begin Data lines
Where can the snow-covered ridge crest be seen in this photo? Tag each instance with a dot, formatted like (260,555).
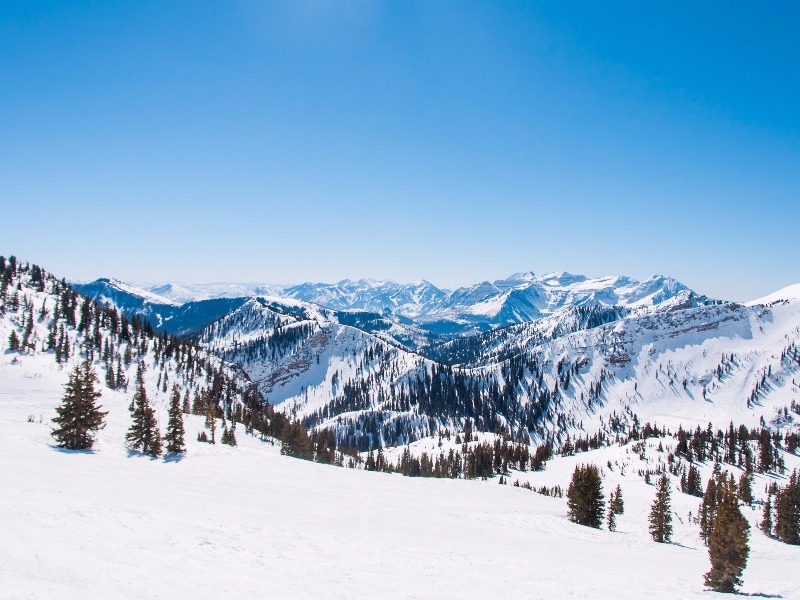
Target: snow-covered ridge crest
(790,293)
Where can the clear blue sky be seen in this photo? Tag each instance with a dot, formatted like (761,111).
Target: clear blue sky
(454,141)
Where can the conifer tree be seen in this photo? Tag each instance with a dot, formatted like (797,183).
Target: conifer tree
(611,520)
(661,513)
(13,342)
(708,508)
(746,489)
(766,518)
(617,504)
(79,416)
(211,421)
(175,430)
(143,432)
(585,496)
(727,542)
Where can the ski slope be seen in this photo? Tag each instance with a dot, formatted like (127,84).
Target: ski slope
(246,522)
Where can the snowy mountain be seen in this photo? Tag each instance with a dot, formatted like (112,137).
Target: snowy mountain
(432,314)
(165,314)
(592,373)
(240,512)
(583,370)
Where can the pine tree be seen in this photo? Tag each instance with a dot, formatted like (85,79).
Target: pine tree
(661,513)
(110,381)
(766,518)
(211,421)
(175,429)
(611,521)
(727,541)
(13,341)
(617,505)
(585,499)
(79,416)
(708,508)
(746,489)
(143,432)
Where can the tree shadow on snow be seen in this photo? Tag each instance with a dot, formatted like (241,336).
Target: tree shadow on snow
(70,451)
(173,457)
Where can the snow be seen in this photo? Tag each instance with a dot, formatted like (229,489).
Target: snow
(790,294)
(247,522)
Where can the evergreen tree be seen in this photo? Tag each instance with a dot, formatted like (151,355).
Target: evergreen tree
(708,508)
(175,429)
(661,513)
(13,341)
(143,432)
(79,416)
(211,421)
(617,505)
(727,541)
(766,518)
(787,511)
(110,381)
(611,520)
(585,496)
(746,489)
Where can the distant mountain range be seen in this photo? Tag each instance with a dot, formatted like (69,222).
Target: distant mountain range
(416,314)
(539,357)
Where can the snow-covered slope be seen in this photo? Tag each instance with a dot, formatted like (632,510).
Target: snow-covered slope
(165,314)
(181,293)
(582,370)
(788,294)
(246,522)
(442,314)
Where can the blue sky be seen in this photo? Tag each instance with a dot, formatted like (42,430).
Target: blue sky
(454,141)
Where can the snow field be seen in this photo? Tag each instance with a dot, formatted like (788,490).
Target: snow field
(247,522)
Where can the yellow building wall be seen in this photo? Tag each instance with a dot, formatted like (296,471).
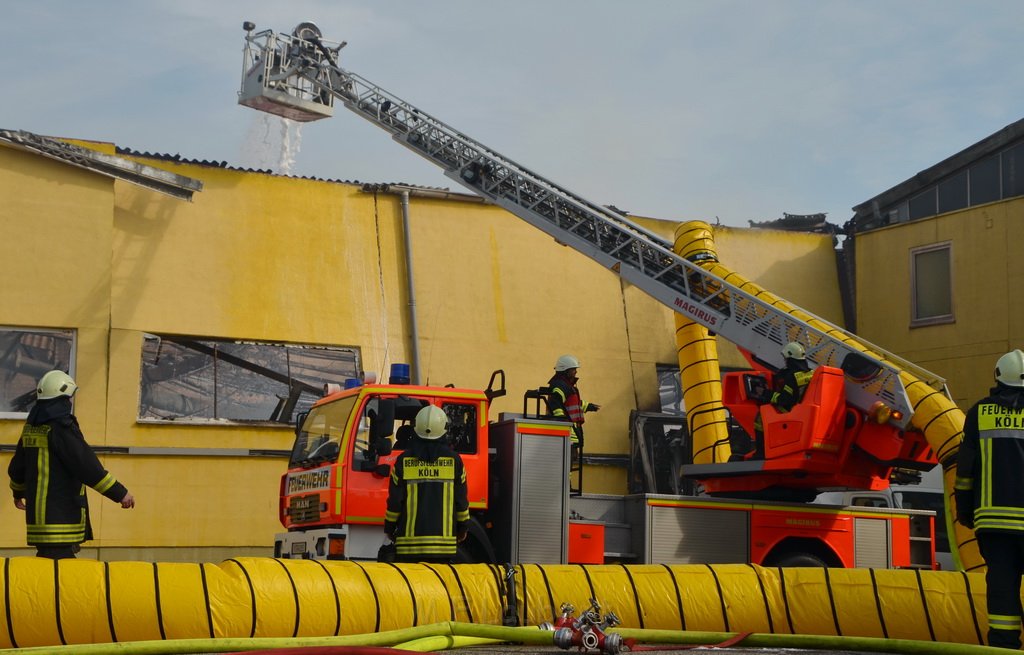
end Data lines
Revise all of the entries above so that each "in this photo" becomes "in this image" and nothing else changes. Leave the pictures out of your answer.

Where can the snow-covered ridge crest be seen in this image? Tag each instance with a dot, formatted like (260,555).
Target: snow-covered ridge crest
(790,293)
Where can the clear blue sky be seen in this image? Tag each instance with a dot, formatted like (761,111).
Target: clear blue sky
(454,141)
Where can the conifer tree be seen in this image? Tag each instance with a dot, formatted like (797,183).
Target: conifer tree
(611,520)
(661,513)
(13,342)
(708,508)
(746,489)
(766,518)
(617,504)
(79,416)
(211,421)
(175,430)
(143,432)
(585,496)
(727,542)
Where can the ski slope be seen in this image? Tag each instance with a dot, formatted like (127,84).
Target: ski slope
(246,522)
Where can the snowy mountain be seen in this image? Tag each instance with a dot, formatted like (112,137).
Target: snowy mountain
(432,314)
(165,314)
(592,373)
(240,512)
(583,370)
Where can the pine tree be seen in this image? Tag each instance with a dot, formatted like (85,79).
Target: pine tree
(661,513)
(110,381)
(766,518)
(211,421)
(175,429)
(611,521)
(727,541)
(13,341)
(617,505)
(585,499)
(79,416)
(708,508)
(746,489)
(143,432)
Where can the tree shadow on snow be seen in this image? Tag each instance with a dot, formatted like (241,336).
Target: tree shadow on snow
(70,451)
(173,457)
Where can the snow be seen in this image? Tag each instance with a dot, formatted like (229,489).
Target: snow
(790,294)
(247,522)
Where can the evergreen tree be seen in this image? Tag each instance with a dot, formatted like (151,355).
Target: evergreen tree
(708,508)
(175,429)
(661,513)
(13,341)
(143,432)
(79,416)
(211,421)
(617,505)
(727,541)
(766,518)
(787,511)
(110,381)
(611,520)
(585,496)
(746,489)
Where can the distant mountain range be seen in this image? Tag each instance with a dot, formatted like (69,222).
Target: distant mountain range
(416,314)
(539,357)
Where can the snow-covered slope be seen in this image? Tag each instance with a dot, formatted like (632,510).
Target: snow-covered slope
(165,314)
(181,293)
(582,370)
(788,294)
(246,522)
(442,314)
Where can the blue sky be seen in this image? Tag each instance with a dot, formatted like (42,430).
Target: blue sky
(454,141)
Where can the snow field be seen in this image? Tag each instance with a dot, formatted like (788,490).
Target: snow field
(247,522)
Where can the yellow building wall be seen in this image? Tag each instance with a dot, formatted like (296,471).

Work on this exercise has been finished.